EXERCISE OBJECTIVE: Render the data from the line containing "target = grassy ridge" up to and including the line containing "[299,570,323,628]" as a JSON list of strings, with one string per line and blank lines left out.

[Records from a dataset]

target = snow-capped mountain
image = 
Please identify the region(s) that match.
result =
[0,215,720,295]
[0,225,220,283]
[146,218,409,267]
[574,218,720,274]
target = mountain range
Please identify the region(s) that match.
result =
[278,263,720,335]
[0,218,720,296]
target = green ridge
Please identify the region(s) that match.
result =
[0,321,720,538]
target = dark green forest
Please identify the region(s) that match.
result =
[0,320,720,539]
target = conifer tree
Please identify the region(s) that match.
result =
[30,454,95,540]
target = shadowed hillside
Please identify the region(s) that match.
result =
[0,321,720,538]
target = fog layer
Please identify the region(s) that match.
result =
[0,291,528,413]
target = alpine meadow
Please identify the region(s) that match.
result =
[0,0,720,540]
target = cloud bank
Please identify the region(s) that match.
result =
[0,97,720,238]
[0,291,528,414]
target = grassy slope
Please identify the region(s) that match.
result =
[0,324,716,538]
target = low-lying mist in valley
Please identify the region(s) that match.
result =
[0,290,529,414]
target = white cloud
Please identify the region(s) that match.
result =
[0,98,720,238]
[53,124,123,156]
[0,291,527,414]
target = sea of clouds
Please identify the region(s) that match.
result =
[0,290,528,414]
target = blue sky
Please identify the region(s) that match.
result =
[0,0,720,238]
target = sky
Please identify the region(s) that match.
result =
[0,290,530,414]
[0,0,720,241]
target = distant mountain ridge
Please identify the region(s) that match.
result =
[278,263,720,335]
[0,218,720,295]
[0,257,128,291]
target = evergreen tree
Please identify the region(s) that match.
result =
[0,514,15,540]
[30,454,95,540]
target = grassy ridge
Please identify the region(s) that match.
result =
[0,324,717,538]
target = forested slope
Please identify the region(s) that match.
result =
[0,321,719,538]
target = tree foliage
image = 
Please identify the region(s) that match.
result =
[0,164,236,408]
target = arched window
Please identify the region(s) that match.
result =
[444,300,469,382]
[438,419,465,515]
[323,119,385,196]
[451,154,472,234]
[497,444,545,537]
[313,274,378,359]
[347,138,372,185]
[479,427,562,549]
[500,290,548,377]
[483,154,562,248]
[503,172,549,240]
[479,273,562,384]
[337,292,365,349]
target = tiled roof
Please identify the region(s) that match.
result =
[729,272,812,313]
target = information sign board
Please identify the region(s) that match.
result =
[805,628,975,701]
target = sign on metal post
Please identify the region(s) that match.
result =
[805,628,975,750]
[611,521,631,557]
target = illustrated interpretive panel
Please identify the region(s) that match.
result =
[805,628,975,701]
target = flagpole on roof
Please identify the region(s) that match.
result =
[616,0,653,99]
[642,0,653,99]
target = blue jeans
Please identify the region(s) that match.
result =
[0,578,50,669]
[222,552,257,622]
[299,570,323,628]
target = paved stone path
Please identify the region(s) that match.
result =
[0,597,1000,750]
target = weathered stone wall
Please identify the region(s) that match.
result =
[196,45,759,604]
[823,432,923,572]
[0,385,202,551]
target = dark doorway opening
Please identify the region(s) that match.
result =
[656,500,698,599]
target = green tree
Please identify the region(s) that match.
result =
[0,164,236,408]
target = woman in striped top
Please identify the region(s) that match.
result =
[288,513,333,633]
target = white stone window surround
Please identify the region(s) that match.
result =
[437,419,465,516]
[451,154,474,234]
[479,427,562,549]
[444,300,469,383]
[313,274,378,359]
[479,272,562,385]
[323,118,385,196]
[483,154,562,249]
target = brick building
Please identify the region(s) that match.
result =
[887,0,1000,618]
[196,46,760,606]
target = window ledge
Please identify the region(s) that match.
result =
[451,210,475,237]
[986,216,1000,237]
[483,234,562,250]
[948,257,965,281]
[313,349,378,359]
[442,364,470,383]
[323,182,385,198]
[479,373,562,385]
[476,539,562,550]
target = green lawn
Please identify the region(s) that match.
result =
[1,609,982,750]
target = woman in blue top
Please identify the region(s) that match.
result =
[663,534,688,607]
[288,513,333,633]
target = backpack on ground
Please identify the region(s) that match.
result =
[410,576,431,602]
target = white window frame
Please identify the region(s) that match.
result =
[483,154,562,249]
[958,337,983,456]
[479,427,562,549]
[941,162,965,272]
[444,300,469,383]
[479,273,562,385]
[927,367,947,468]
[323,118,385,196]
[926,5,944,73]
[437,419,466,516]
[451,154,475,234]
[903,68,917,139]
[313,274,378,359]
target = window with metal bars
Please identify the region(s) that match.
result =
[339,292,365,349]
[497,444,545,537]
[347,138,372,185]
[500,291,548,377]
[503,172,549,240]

THE OUTPUT:
[
  "target = grassy ridge",
  "Please identify the region(s) that match.",
  "result =",
  "[0,324,717,538]",
  "target = forested slope",
  "Please identify the region(s) that match.",
  "result =",
  "[0,321,719,538]",
  "target = tree foliage",
  "image = ",
  "Please identify the region(s) that match.",
  "result =",
  "[0,164,236,408]",
  "target = arched window",
  "Please identify the region(s) that match.",
  "result =",
  "[444,300,469,382]",
  "[438,419,465,515]",
  "[323,119,385,196]",
  "[451,154,472,234]",
  "[497,444,545,537]",
  "[313,274,378,359]",
  "[347,138,372,185]",
  "[479,427,562,549]",
  "[500,290,548,377]",
  "[483,154,562,248]",
  "[503,172,549,240]",
  "[479,273,562,384]",
  "[337,292,365,349]",
  "target = tiled roof",
  "Please identify the region(s) that match.",
  "result =",
  "[729,272,812,313]",
  "target = information sign board",
  "Please identify the region(s) that match.",
  "result =",
  "[805,628,975,701]",
  "target = sign on metal post",
  "Please identify the region(s) that match.",
  "result =",
  "[805,628,975,750]",
  "[611,521,631,557]",
  "target = illustrated interpretive panel",
  "Please identify the region(s) that match.",
  "result =",
  "[805,628,975,701]",
  "target = flagpole on roof",
  "Please identify the region(s) that match.",
  "result =",
  "[616,0,653,99]",
  "[642,0,653,99]",
  "target = blue jeans",
  "Please identify the region(s) that match.",
  "result =",
  "[0,578,50,669]",
  "[222,552,257,622]",
  "[299,570,323,628]"
]